--- Required work ---
Beginning with the line where "of the hands" occurs, transcribe every line exactly through the last line of the listing below, and no others.

--- Records for the exercise ---
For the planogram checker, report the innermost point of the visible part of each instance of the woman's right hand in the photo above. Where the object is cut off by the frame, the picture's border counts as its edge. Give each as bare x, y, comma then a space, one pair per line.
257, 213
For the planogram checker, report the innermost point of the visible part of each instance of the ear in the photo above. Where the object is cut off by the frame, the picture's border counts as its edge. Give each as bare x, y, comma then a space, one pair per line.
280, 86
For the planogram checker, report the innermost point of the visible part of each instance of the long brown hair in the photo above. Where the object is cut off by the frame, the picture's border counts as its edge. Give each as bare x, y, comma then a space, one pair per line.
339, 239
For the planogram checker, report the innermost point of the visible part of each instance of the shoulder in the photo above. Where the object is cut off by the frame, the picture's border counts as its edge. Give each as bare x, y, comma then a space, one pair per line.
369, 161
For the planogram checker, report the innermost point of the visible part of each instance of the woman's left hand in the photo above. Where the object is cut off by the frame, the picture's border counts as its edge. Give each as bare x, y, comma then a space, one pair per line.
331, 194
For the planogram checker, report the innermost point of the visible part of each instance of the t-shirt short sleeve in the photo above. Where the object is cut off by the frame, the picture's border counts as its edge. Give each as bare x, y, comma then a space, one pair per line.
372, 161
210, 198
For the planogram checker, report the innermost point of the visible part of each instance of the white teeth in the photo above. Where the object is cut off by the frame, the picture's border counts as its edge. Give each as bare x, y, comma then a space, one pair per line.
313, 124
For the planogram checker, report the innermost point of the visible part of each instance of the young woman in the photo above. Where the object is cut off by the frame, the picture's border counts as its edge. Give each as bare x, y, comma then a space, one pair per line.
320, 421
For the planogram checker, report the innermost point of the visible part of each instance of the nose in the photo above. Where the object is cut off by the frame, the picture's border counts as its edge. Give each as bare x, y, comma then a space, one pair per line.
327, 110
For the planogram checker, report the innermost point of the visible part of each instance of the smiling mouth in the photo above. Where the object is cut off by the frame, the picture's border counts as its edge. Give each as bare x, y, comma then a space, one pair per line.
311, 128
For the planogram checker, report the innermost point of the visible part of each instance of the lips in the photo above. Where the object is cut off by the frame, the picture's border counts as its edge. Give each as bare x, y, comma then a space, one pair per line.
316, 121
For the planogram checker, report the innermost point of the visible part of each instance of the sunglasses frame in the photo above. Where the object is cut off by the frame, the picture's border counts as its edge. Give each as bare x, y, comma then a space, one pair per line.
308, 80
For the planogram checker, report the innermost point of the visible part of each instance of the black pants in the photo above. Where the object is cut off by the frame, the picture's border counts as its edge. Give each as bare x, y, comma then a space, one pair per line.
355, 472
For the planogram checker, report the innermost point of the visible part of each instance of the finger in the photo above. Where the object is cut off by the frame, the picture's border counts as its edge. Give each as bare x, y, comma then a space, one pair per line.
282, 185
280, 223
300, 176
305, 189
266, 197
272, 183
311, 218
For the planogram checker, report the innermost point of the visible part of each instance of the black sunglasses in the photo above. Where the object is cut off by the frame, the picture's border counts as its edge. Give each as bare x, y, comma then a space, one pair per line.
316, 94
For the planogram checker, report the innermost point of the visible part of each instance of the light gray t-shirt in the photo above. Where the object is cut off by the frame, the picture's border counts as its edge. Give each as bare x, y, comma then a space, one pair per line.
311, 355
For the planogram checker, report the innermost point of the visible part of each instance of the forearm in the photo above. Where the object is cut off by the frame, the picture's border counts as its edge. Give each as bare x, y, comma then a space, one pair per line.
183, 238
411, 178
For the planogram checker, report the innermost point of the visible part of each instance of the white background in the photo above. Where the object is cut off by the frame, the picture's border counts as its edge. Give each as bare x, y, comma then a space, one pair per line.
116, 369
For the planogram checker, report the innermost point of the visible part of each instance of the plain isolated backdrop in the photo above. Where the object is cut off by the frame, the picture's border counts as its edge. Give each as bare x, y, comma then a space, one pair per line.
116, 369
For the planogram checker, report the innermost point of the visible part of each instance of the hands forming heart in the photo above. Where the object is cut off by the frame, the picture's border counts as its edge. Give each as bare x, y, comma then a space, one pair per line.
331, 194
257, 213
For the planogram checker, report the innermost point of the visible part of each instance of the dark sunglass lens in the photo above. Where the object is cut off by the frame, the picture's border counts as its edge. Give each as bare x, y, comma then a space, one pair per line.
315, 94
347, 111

--- Completed exercise ---
For the planogram checker, report the innermost point of the visible part of each instance of the hands forming heart in the photo above. Where the object is cut off by the frame, the picture's border counts as its edge. Give each as bare x, y, comma then a space, one pair per line.
331, 194
257, 213
For the planogram checker, report the innermost point of the visible part of each instance of the dark sunglass lens in the photo above. Where the object is cut off by the frame, the picture's border counts as its edge. Give each as bare x, y, comma then a space, one pair per line.
315, 94
347, 111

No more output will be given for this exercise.